Directions:
Please write what comes next in the photography text about observing subjects, starting after its last sentence.

Selected text:
►

Originally, a lot of people thought it only applied to event photography, but I think it also applies to portraiture as well. As a portrait photographer, you also need to learn how to read your subjects.

Observation

I once had a client ask, “How do you get those amazing shots of emotional moments at weddings? How do you know when they’re going to happen? What’s the secret?”

Do you want to know “the secret?” Come closer…a little closer…it’s called observation.

That seems pretty obvious; a photographer translates what they observe through their camera to produce an image. But are you actively observing, or are you just clicking the shutter? The problem for many photographers is that they aren’t actually ‘seeing’ what is going on.

The Art of People Watching

“People Watching” is a time honored tradition where you sit and just watch the people passing by. It can be extremely entertaining, but it’s also informative. The next time you are out ‘people watching’ take time to see how people interact with one another. Watch how couples behave together.

If you do an engagement photo session with your wedding clients, be sure to pay attention to how they interact – how they talk to each other, hold hands, walk together, etc. Do they stand still next to each another, or do they make bold movements? Taking note of these things will prepare you for the wedding day. You’ll see their behavior coming before it happens.

“Slow Down, You Move Too Fast”

Yes, I borrowed that line from the song “Feeling Groovy” by Simon & Garfunkel. I see too many photographers rushing from one shot to the next – so fast that they aren’t aware of what’s happening around them. There will be moments when the action is fast and furious, and you won’t have time to look around and take in the scene. However, most of the time things are moving at a reasonable pace. So, don’t get so caught up looking through the viewfinder that you fail to see ‘the big picture.’ There are moments happening everywhere around you. You just have to slow down enough to actually see them.

© Casey Fatchett – fatchett.com

Be a Sharp Shooter, Not a Machine Gunner

It may be a violent metaphor, but it’s accurate in this case. Hey, we’re photographers – we shoot things! Instead of just holding down the shutter button and blindly hoping you get the picture, wait for your moment!

◄

Given material:

►

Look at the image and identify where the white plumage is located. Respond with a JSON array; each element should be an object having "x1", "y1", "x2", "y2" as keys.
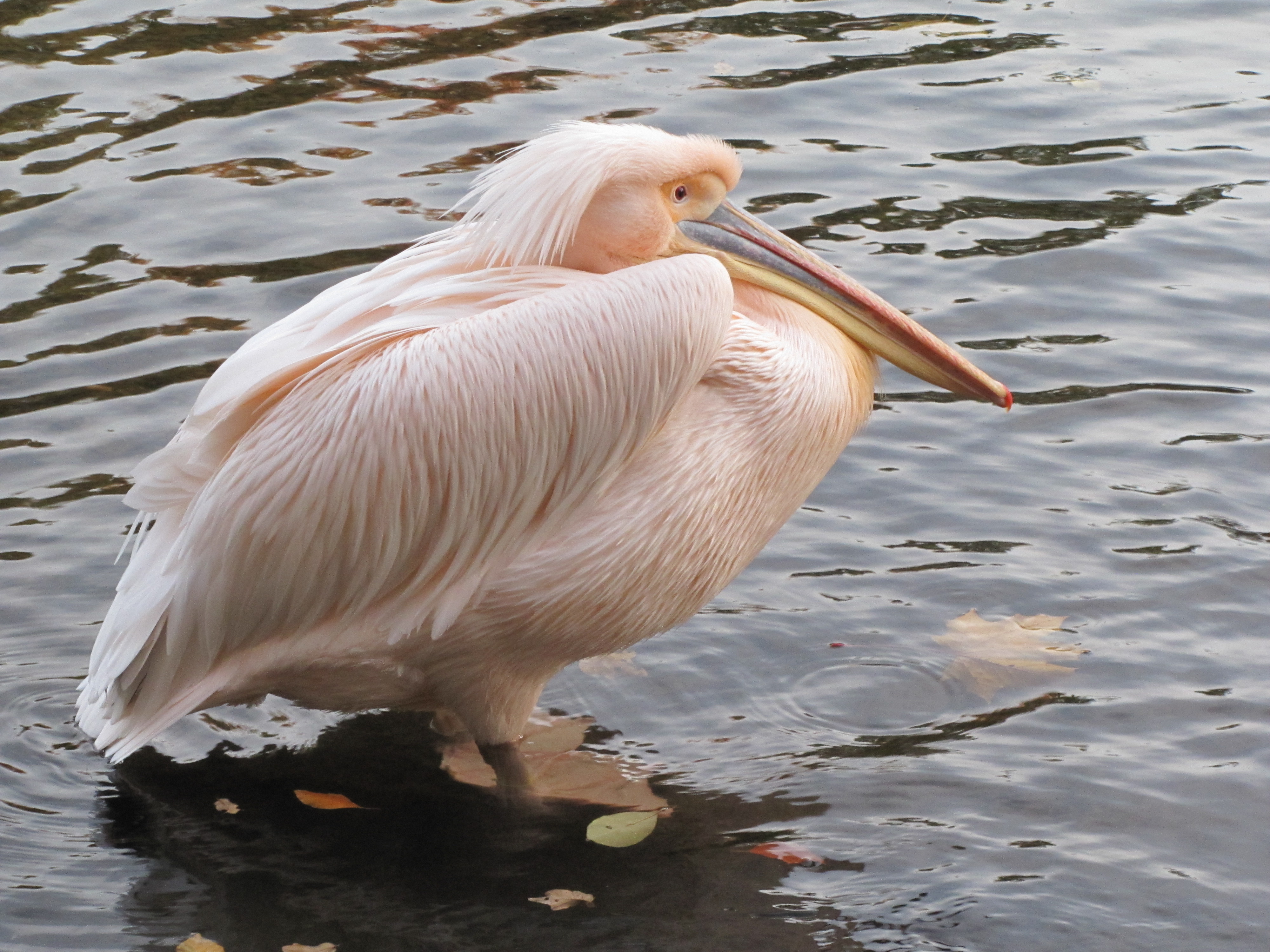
[{"x1": 79, "y1": 123, "x2": 999, "y2": 777}]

◄

Result of the exercise:
Why? First, when you are going through the photographs afterward, you’ll have a lot less photos to deal with. But more importantly, you probably think of the shot that you’re looking for, and you’ll be aware of it just before it happens.

The example I often use is when a couple is dancing together and you can’t quite see their faces yet. I want that photo of both their faces – looking at each other – clearly showing the emotion inherent in the moment. Having practiced observing people, I can tell pretty quickly how they’ll move when they dance. Are they going to stay in one spot and not move much? Or, are they going to ‘come to me’ so that I can get the picture? I make my decision, and wait for the moment to happen. How long does it take? A few seconds, maybe. In that time, I could have just held down the shutter and taken ten pictures and maybe ended up with one usable picture. Instead, I made sure to get THE PICTURE that I wanted from the beginning.

Photo by Casey Fatchett – fatchett.com

There are exceptions to every rule, though. During especially important moments (the first kiss, portraits, etc.) I usually take a three-shot ‘burst’ to make sure I ‘got’ the picture (ensuring that there are no weird faces being made, blinks, flashes from guests’ cameras going off, etc) before moving on to my next composition. I am NOT taking fifteen shots of the same thing. Your clients don’t want fifteen shots that are essentially the same. You shouldn’t either.

Don’t let your powers of observation go to waste. Use them for the good of your clients and your business!

Are you a professional observer? Do you think being a keen observer helps you do your job?